Reproduce the line that contains "shadow on grass?" and every line after it through the end of the records, exactly, with nothing added.

--- Start of Extracted records ---

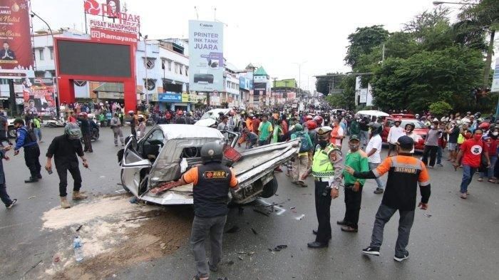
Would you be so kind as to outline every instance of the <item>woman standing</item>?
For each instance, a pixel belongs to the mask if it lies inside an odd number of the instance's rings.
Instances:
[[[125,145],[125,141],[123,140],[123,132],[121,131],[121,121],[118,117],[118,113],[114,113],[114,117],[111,119],[110,123],[111,129],[114,133],[114,146],[118,147],[118,137],[120,137],[120,141],[121,141],[121,146]]]

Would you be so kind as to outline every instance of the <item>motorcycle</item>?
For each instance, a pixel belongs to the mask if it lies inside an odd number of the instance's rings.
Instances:
[[[52,118],[43,121],[45,126],[47,128],[63,128],[66,126],[66,120],[62,118]]]

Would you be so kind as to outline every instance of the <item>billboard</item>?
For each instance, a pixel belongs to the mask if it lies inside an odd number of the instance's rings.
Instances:
[[[223,90],[223,24],[189,21],[189,88]]]
[[[499,58],[495,59],[495,67],[494,67],[494,79],[492,81],[490,92],[499,92]]]
[[[254,83],[253,85],[254,96],[265,96],[267,94],[267,83]]]
[[[0,0],[0,68],[33,70],[29,0]]]
[[[60,74],[132,77],[128,45],[57,41],[56,53]]]
[[[22,87],[24,113],[31,111],[41,116],[56,115],[56,98],[51,78],[25,78],[16,83]]]

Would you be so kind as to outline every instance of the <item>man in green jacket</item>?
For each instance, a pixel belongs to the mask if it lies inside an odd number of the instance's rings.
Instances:
[[[364,172],[369,171],[369,162],[367,155],[360,150],[361,140],[358,135],[352,134],[349,140],[350,150],[345,157],[345,166],[352,167],[355,171]],[[342,226],[341,231],[357,232],[359,226],[359,212],[362,200],[362,186],[366,180],[358,179],[347,172],[343,172],[345,186],[345,217],[336,224]]]
[[[360,120],[360,117],[356,115],[355,118],[350,123],[350,135],[359,135],[361,134],[361,128],[359,124],[359,120]]]

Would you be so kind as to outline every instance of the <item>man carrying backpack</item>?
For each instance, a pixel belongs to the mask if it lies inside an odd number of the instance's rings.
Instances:
[[[24,125],[24,120],[22,119],[16,119],[14,121],[14,127],[16,129],[16,133],[17,135],[14,155],[19,155],[19,150],[21,147],[24,148],[24,161],[31,173],[29,179],[24,180],[24,182],[38,182],[38,179],[41,179],[40,174],[41,165],[40,165],[38,160],[40,147],[36,142],[36,135],[30,127]]]
[[[293,162],[293,177],[291,182],[302,187],[308,187],[304,181],[303,176],[308,170],[309,151],[312,150],[312,142],[308,133],[303,131],[300,124],[294,125],[295,133],[291,135],[291,140],[300,139],[299,153]]]

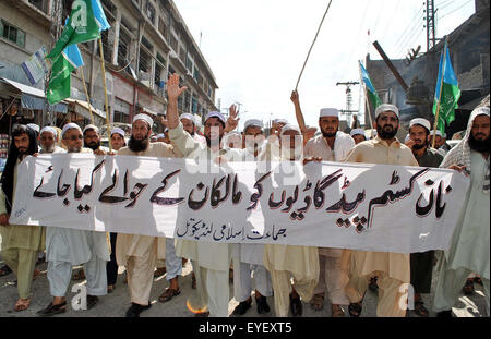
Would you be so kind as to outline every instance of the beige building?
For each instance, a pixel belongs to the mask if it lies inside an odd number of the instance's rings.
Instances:
[[[41,46],[49,49],[60,34],[61,22],[72,1],[0,0],[0,99],[2,113],[16,94],[20,114],[13,120],[38,124],[76,121],[88,123],[91,114],[82,82],[87,86],[96,123],[105,123],[105,96],[98,41],[79,44],[85,65],[72,74],[71,98],[52,108],[41,108],[44,81],[29,84],[21,63]],[[205,116],[215,107],[218,88],[214,74],[185,26],[172,0],[101,0],[111,25],[103,32],[103,50],[110,119],[130,122],[139,112],[166,113],[166,82],[171,73],[181,75],[188,90],[179,100],[179,111]],[[5,78],[8,81],[2,81]],[[16,83],[36,87],[37,106],[26,108],[28,94]],[[7,93],[10,88],[10,94]],[[24,92],[23,92],[24,90]],[[12,95],[11,95],[12,94]],[[41,108],[43,109],[43,108]],[[43,112],[45,112],[43,114]],[[4,114],[2,122],[9,114]],[[22,117],[22,118],[21,118]],[[3,123],[2,123],[3,125]],[[159,124],[156,129],[161,129]],[[2,132],[2,131],[0,131]],[[3,131],[5,133],[5,131]]]

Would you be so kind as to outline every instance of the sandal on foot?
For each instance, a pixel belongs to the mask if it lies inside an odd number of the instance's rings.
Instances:
[[[314,294],[314,296],[312,296],[312,301],[310,302],[310,306],[314,311],[321,311],[324,308],[324,293]]]
[[[164,293],[161,293],[160,296],[158,296],[158,301],[161,303],[168,302],[173,296],[181,294],[181,291],[175,290],[175,289],[166,289]]]
[[[15,303],[14,311],[22,312],[27,310],[31,306],[31,299],[22,299],[20,298]]]
[[[421,300],[415,301],[415,313],[419,316],[430,315],[430,313],[428,312],[427,307],[424,307],[424,304]]]
[[[85,280],[85,271],[81,269],[77,273],[74,273],[72,280],[74,281]]]
[[[462,288],[462,291],[466,295],[471,295],[474,293],[474,278],[467,279],[466,284]]]
[[[333,318],[343,318],[345,316],[345,312],[343,311],[340,305],[332,304],[331,305],[331,316]]]

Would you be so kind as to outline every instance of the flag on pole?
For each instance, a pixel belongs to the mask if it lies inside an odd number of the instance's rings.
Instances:
[[[61,33],[61,37],[48,55],[48,58],[53,62],[68,46],[95,40],[100,37],[100,26],[95,17],[93,0],[79,0],[74,1],[73,4],[69,22],[63,33]]]
[[[433,114],[438,117],[436,129],[445,133],[445,124],[455,120],[455,109],[458,108],[460,89],[457,76],[452,68],[447,41],[440,57],[439,78],[434,90]]]
[[[111,27],[107,21],[106,13],[104,13],[100,0],[92,0],[92,8],[94,10],[94,17],[99,26],[99,31],[107,31]]]
[[[84,65],[84,61],[76,45],[70,45],[61,52],[51,68],[47,92],[47,99],[50,105],[70,97],[71,74],[82,65]]]
[[[363,68],[361,61],[358,61],[358,63],[360,64],[361,80],[363,81],[364,87],[367,88],[367,95],[370,98],[370,101],[372,102],[373,107],[378,108],[379,106],[382,105],[382,101],[379,98],[379,94],[376,93],[375,87],[373,87],[372,81],[370,80],[370,75]]]

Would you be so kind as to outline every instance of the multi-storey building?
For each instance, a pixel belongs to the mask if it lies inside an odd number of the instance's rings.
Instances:
[[[15,107],[20,114],[13,120],[38,124],[46,124],[47,120],[58,124],[70,120],[86,124],[91,114],[84,78],[96,124],[105,123],[98,41],[79,44],[85,65],[72,74],[71,98],[56,107],[45,104],[45,82],[34,88],[20,65],[41,46],[48,50],[53,46],[72,2],[0,0],[0,108],[3,113],[7,108],[12,112]],[[217,109],[215,76],[172,0],[100,2],[111,25],[109,31],[103,32],[101,41],[112,122],[129,123],[139,112],[165,114],[165,85],[172,73],[178,73],[182,85],[188,87],[179,99],[180,113],[203,117]],[[9,107],[12,98],[17,101]],[[2,122],[11,119],[4,116]]]

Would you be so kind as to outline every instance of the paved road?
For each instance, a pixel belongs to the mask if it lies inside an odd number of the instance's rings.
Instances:
[[[0,265],[2,263],[0,262]],[[21,313],[14,312],[13,306],[17,300],[16,287],[14,284],[15,276],[10,274],[5,277],[0,277],[0,317],[33,317],[36,316],[36,311],[46,307],[51,301],[49,295],[49,284],[46,277],[47,264],[44,263],[37,267],[41,270],[41,275],[33,282],[33,300],[31,308]],[[435,282],[435,275],[433,275],[433,286]],[[128,294],[128,287],[123,282],[124,275],[123,269],[120,268],[120,275],[118,276],[118,282],[116,290],[106,296],[100,298],[99,304],[89,311],[74,311],[71,306],[68,307],[67,313],[62,315],[63,317],[121,317],[124,316],[125,310],[130,306],[130,299]],[[68,298],[71,300],[75,293],[71,292],[73,286],[80,282],[72,281]],[[81,282],[85,283],[85,282]],[[187,301],[192,295],[194,295],[194,290],[191,289],[191,264],[188,263],[183,268],[183,276],[180,278],[181,294],[173,298],[167,303],[158,302],[158,295],[168,287],[168,282],[165,276],[156,278],[152,288],[151,300],[153,307],[144,313],[142,317],[192,317],[193,314],[187,308]],[[433,289],[434,290],[434,289]],[[233,295],[233,287],[230,283],[230,295]],[[423,301],[427,307],[431,306],[433,294],[423,295]],[[373,317],[375,316],[376,307],[376,293],[368,291],[366,300],[363,302],[362,317]],[[233,311],[238,302],[235,299],[230,300],[229,303],[229,315]],[[268,298],[268,304],[272,307],[272,312],[266,317],[274,316],[274,303],[273,298]],[[345,312],[347,313],[347,307]],[[483,289],[481,286],[476,284],[476,293],[471,296],[460,295],[457,304],[453,308],[454,314],[459,317],[481,317],[488,316],[486,314],[486,301]],[[255,311],[255,303],[251,307],[246,316],[259,317]],[[328,317],[331,316],[331,305],[326,301],[324,310],[315,312],[311,310],[309,304],[303,304],[303,316],[306,317]],[[417,316],[411,312],[408,312],[409,317]],[[434,313],[430,311],[430,316],[434,316]],[[262,315],[264,317],[264,315]]]

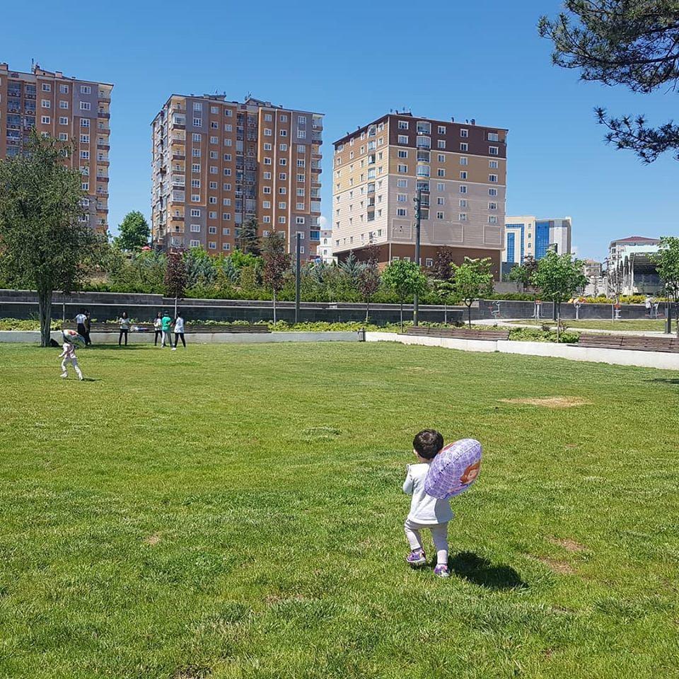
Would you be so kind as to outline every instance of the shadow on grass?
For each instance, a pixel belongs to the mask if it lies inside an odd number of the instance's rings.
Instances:
[[[528,587],[511,566],[494,566],[473,552],[460,552],[449,561],[456,575],[488,589],[523,589]]]

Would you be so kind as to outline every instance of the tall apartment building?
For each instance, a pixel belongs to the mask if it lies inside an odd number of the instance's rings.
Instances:
[[[21,152],[35,128],[68,142],[70,166],[83,174],[87,219],[101,233],[108,228],[108,152],[113,86],[67,78],[35,64],[31,73],[0,64],[0,158]]]
[[[528,256],[539,260],[550,249],[559,255],[571,251],[570,217],[540,219],[533,215],[508,216],[504,224],[502,262],[521,264]]]
[[[442,246],[455,262],[489,257],[499,270],[504,243],[507,130],[471,122],[384,115],[335,142],[333,253],[414,259],[422,190],[420,258]]]
[[[152,123],[153,243],[228,253],[243,224],[320,242],[323,115],[248,98],[173,95]]]

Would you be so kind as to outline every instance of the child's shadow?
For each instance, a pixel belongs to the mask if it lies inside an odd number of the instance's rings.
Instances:
[[[449,561],[451,569],[460,578],[488,589],[523,589],[528,587],[511,566],[494,566],[473,552],[460,552]]]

--- End of Extracted records ---

▶ _Finished answer_
Would you be so kind as to outline every instance of the shadow on grass?
For each instance, a pixel belongs to the mask if it lies inside an odd number of the instance's rings.
Instances:
[[[528,587],[511,566],[494,566],[473,552],[460,552],[449,561],[456,575],[488,589],[523,589]]]

Would you be so kind as to outline every instance of the tall apartment building?
For each instance, a pixel belongs to the mask if it lies inside an odd number of the instance's rings.
Instances:
[[[21,152],[35,128],[68,142],[70,166],[83,174],[87,219],[101,233],[108,228],[108,152],[113,86],[67,78],[35,64],[31,73],[0,64],[0,158]]]
[[[528,256],[539,260],[550,249],[559,255],[571,251],[570,217],[540,219],[533,215],[508,216],[504,224],[502,262],[521,264]]]
[[[442,246],[455,262],[489,257],[499,270],[504,243],[507,130],[471,122],[384,115],[335,142],[333,253],[414,259],[422,190],[420,258]]]
[[[152,123],[153,243],[228,253],[243,224],[320,242],[323,115],[248,98],[173,95]]]

Would you be so kind as to outline every instance of the child's shadow?
For each instance, a pixel belongs to the mask if it lies inside an odd number of the instance's rings.
Instances:
[[[449,561],[451,569],[460,578],[488,589],[523,589],[528,587],[511,566],[494,566],[473,552],[460,552]]]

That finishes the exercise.